**** Given information
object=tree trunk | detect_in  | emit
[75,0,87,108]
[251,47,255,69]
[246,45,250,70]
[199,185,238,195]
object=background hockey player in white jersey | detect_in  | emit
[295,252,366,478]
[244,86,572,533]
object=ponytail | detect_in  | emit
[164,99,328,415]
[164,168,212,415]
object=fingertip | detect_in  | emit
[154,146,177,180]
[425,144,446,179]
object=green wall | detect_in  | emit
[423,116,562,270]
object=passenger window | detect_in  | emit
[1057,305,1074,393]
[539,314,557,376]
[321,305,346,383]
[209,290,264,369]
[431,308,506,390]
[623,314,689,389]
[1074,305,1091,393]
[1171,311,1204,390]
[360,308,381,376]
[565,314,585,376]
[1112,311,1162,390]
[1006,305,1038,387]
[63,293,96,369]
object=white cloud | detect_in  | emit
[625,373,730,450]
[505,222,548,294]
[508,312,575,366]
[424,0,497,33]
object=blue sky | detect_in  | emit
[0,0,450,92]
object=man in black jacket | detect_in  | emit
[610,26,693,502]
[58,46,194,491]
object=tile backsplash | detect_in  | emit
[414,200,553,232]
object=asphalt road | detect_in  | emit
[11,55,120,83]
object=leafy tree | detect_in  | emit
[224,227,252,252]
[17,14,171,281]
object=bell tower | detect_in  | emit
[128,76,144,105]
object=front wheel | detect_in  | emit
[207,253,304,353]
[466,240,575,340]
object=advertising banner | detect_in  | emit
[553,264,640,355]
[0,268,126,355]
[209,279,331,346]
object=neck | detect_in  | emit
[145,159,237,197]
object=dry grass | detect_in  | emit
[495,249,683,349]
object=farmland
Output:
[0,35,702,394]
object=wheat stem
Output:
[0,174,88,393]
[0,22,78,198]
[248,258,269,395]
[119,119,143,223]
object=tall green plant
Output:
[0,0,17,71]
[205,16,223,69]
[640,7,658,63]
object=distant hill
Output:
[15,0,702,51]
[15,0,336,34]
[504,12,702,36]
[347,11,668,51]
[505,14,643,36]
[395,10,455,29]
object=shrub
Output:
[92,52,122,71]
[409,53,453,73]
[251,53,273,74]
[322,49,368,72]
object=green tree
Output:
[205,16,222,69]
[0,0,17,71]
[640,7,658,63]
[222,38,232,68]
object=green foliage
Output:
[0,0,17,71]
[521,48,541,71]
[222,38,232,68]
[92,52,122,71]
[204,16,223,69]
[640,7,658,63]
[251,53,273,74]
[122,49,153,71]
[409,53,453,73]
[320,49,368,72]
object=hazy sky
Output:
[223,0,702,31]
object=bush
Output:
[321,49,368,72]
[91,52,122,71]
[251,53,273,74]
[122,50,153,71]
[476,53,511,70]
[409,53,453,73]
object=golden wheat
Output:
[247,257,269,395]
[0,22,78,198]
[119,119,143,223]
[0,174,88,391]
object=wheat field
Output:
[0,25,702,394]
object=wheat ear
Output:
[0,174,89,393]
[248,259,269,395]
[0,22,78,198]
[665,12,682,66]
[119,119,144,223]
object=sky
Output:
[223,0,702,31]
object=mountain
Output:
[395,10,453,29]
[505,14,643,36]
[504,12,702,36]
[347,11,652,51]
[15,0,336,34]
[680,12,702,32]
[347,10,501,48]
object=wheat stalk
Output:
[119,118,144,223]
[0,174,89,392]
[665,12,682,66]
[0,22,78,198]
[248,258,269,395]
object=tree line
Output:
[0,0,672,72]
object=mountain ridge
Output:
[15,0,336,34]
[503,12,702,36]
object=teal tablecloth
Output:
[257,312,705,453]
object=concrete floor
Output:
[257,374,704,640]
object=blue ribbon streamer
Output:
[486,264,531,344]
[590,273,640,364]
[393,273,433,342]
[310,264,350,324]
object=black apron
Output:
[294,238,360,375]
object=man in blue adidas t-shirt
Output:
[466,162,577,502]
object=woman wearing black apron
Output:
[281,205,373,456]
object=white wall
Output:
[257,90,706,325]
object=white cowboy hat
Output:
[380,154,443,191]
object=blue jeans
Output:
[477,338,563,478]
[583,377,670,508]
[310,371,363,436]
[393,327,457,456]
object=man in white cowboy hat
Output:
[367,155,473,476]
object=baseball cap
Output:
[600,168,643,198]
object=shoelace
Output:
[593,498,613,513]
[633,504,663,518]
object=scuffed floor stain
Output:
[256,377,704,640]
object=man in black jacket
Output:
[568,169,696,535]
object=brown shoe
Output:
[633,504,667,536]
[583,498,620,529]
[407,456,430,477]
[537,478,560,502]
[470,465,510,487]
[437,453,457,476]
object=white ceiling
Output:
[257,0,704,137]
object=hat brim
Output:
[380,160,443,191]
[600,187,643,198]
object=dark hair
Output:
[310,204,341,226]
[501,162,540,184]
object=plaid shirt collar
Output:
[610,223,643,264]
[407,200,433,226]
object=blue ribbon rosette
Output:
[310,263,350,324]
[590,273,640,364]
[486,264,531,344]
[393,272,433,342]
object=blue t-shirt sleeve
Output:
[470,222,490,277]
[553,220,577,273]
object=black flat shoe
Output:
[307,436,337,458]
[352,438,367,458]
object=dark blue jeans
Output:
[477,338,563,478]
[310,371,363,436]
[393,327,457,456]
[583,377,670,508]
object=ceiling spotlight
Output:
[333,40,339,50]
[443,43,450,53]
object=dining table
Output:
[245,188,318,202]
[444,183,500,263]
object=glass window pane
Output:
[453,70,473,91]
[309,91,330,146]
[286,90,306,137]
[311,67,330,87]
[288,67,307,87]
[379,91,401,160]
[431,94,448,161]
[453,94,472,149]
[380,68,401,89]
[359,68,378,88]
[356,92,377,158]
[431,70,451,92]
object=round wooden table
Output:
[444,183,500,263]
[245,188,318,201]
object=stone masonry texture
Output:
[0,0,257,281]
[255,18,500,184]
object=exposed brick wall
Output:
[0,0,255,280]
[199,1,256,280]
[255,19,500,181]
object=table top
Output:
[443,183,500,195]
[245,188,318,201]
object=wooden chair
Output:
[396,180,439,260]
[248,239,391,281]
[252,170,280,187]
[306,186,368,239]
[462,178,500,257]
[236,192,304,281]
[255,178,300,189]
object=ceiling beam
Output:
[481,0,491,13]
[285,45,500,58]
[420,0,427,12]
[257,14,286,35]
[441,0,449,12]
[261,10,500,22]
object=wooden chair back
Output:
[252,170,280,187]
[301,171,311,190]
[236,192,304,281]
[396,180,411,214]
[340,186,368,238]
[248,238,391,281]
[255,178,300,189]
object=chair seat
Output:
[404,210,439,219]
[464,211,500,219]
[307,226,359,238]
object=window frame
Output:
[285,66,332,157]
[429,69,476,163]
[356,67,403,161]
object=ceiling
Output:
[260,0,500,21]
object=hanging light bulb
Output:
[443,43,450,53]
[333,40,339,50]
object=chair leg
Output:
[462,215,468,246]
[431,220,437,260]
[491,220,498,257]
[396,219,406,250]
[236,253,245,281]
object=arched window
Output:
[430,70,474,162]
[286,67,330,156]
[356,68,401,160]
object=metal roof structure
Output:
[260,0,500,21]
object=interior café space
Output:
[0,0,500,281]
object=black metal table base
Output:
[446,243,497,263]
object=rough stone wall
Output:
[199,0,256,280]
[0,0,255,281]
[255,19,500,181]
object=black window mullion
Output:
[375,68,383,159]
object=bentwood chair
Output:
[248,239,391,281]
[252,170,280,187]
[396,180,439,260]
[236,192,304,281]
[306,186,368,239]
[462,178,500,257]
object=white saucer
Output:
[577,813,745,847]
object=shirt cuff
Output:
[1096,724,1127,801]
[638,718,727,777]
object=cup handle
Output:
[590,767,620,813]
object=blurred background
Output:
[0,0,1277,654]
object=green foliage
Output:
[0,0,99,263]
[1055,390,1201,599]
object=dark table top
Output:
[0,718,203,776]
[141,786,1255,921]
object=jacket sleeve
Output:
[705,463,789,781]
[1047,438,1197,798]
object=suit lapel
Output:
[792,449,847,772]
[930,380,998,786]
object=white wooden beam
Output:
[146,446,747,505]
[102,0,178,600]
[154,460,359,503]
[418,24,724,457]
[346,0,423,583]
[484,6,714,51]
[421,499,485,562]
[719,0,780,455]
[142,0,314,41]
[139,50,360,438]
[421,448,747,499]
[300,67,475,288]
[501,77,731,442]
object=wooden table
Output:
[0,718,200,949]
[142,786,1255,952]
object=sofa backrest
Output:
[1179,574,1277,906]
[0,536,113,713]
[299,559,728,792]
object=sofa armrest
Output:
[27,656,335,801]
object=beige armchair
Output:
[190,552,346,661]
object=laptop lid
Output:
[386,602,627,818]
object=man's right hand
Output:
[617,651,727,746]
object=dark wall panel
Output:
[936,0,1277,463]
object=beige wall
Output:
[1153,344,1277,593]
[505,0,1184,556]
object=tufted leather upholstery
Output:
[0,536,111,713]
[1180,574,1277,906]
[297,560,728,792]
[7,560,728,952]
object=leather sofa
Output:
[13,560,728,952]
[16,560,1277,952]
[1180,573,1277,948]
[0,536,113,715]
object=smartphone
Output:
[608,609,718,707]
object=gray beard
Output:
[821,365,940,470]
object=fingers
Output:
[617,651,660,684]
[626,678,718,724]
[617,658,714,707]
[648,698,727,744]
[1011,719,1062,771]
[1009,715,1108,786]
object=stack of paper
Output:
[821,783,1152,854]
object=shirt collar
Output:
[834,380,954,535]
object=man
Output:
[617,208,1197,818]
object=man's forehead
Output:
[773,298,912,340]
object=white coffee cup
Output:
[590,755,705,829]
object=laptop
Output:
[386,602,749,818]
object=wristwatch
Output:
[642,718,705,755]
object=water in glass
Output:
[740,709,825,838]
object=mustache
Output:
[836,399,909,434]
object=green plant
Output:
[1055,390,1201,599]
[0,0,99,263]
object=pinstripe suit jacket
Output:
********
Count the rows above that contain the string "stone" and reply with that number alone.

Result below: 2